** TRY IT **
Which lines run from the line with "Target: rear spoiler" through the line with "[point] off-road tire" in the entries below? Print them exactly, both ends included, and nothing more.

** MATERIAL PROVIDED **
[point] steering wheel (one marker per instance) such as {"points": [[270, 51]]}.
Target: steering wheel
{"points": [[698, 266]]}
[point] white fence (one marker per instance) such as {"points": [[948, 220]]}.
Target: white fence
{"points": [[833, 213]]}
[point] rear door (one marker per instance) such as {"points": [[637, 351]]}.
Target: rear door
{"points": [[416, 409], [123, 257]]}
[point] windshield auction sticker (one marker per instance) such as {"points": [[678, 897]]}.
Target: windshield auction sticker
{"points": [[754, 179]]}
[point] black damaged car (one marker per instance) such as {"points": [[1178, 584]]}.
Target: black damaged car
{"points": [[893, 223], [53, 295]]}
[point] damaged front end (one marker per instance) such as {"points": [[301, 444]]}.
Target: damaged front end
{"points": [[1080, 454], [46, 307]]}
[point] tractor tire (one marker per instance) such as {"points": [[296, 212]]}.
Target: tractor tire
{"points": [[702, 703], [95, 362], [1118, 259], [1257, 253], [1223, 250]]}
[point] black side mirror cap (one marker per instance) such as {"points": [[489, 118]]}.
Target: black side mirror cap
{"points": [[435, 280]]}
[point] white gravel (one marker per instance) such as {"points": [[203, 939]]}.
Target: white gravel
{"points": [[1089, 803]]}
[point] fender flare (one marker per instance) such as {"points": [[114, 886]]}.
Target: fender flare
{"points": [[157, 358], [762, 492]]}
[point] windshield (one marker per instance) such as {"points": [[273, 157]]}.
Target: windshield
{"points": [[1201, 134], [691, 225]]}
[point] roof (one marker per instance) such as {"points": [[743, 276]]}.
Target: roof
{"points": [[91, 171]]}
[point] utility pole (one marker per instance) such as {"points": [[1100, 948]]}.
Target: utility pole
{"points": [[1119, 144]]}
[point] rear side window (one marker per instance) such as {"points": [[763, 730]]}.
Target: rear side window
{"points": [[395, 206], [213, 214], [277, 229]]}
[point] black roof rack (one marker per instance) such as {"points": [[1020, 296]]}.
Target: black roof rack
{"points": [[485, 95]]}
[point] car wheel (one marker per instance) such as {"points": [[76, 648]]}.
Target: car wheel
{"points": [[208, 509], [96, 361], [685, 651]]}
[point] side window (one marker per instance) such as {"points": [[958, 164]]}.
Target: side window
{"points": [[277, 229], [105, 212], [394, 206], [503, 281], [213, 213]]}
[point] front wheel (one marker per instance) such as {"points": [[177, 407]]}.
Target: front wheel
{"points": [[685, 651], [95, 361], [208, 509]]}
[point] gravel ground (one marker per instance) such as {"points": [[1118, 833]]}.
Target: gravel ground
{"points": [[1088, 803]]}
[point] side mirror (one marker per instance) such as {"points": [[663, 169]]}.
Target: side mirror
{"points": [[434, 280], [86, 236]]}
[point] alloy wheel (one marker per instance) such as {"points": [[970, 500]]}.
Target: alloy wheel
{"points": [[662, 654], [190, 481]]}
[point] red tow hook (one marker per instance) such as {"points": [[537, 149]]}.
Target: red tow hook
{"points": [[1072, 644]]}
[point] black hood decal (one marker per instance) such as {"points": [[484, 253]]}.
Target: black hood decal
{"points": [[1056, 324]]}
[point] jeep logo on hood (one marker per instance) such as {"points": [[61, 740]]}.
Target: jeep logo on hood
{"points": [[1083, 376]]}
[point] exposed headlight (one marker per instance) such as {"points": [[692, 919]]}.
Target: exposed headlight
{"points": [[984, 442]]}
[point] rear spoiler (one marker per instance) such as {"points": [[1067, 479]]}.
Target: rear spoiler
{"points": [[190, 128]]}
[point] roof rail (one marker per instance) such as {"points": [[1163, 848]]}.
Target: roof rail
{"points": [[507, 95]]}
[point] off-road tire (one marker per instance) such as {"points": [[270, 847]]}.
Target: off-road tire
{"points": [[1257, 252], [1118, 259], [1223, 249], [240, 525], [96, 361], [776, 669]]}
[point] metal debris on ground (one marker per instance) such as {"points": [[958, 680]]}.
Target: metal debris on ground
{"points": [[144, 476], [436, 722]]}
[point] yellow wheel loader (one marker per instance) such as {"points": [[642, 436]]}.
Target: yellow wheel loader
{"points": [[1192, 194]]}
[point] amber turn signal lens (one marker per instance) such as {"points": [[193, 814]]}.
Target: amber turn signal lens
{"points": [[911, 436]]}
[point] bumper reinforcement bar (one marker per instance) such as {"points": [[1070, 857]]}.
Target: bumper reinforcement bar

** PROBLEM SOLUTION **
Target: rear spoiler
{"points": [[190, 128]]}
[point] roof rail (one marker per instance) such as {"points": [[1163, 848]]}.
Target: roof rail
{"points": [[507, 95]]}
[point] off-road tire (one marker per instance) such as {"points": [[270, 847]]}.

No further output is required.